• WORK TO BE COMPLETED: Rewrite the records below with "Objective" changed to "Goal" wherever it occurs, leaving everything else unchanged.

• DATA ENTRIES:
(begin)
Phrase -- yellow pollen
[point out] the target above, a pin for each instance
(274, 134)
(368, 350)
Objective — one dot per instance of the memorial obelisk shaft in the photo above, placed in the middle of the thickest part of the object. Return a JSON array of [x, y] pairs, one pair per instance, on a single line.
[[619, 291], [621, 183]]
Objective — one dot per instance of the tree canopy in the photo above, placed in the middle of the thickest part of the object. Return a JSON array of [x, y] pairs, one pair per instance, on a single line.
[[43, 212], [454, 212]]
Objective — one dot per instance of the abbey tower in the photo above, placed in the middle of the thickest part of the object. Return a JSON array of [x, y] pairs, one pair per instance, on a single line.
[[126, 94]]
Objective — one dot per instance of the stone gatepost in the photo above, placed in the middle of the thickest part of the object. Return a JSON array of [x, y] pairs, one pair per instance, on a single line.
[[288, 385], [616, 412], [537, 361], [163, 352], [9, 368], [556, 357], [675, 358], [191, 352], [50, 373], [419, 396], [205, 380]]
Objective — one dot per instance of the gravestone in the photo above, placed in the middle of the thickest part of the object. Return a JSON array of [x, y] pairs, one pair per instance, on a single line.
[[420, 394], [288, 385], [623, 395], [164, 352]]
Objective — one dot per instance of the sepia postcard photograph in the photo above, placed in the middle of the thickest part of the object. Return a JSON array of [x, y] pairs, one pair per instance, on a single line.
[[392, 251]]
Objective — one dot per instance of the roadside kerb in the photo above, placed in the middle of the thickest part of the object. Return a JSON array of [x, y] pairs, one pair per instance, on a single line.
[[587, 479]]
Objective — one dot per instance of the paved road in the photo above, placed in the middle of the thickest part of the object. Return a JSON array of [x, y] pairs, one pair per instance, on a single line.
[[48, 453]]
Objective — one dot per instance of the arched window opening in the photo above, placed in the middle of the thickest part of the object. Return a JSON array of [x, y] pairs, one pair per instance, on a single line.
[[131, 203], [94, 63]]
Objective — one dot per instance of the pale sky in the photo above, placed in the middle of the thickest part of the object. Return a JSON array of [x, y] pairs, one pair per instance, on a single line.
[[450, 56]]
(end)
• FINISHED TASK:
Phrase -- yellow pollen
[point out] the target above, a pin for each instance
(274, 134)
(368, 350)
Goal — one dot per instance of the memorial obelisk shaft in the photo above, placed in the middle of the thickest part of the object. Return a JSON array of [x, y] pairs, one pair per instance, on a single line.
[[619, 291], [621, 183]]
Goal — one dot per instance of the tree canopy in the photo above, placed in the middle of the thickest part of the object. Return a JSON array of [x, y] pairs, one pair per instance, on a single line.
[[43, 212], [454, 212]]
Goal — one dot per instance of the abbey tower in the photo above, placed in the middle of the thickest part of the object. Return a JSON array of [x, y] pairs, one pair per instance, on a single line.
[[126, 94]]
Goal — one dot per instance of the stone gatepost in the photo above, placed in the middle of the thickest part of the object. Return a JSON array of [x, y] pairs, one pair per instance, on a single line.
[[288, 385], [616, 412], [537, 361], [163, 352], [9, 368], [556, 357], [675, 358], [191, 352], [50, 373], [419, 396], [205, 380]]
Goal — one dot per instance of the gravestone in the photo above, placed in the middle of the thickest part of the object. Return a JSON array of [x, y] pairs, one pair per instance, on a single line.
[[420, 394], [288, 385], [623, 395], [164, 352]]
Goal — one dot per instance of the sepia postcard photograph in the photo above, placed in the middle of the thickest part of the object. Return a JSON array of [x, y] pairs, one pair per instance, on a single line.
[[392, 251]]
Goal — one dot per instance of the roadside kerb in the photo above, placed in the middle of the thickest part of the object. Return a JSON array of [x, y] pairs, one pair per instance, on a single line.
[[587, 479]]
Goal — one dot per instance of the paved road in the photo above, placed in the middle of the thickest part of the object. Return a JSON array of [x, y] pairs, one pair per instance, on a single line.
[[48, 453]]
Goal — one dot per instance of the arched window opening in the photo above, placed in the middle of the thickest part of the object. Return a JSON array of [x, y] pairs, one pair per instance, on a single line.
[[131, 203], [94, 63]]
Goal — one dot per instance of the pale sky in the photo above, placed in the middle of the thickest part of the object. Return a JSON array of [x, y] pairs, one pair per instance, on a single line.
[[450, 56]]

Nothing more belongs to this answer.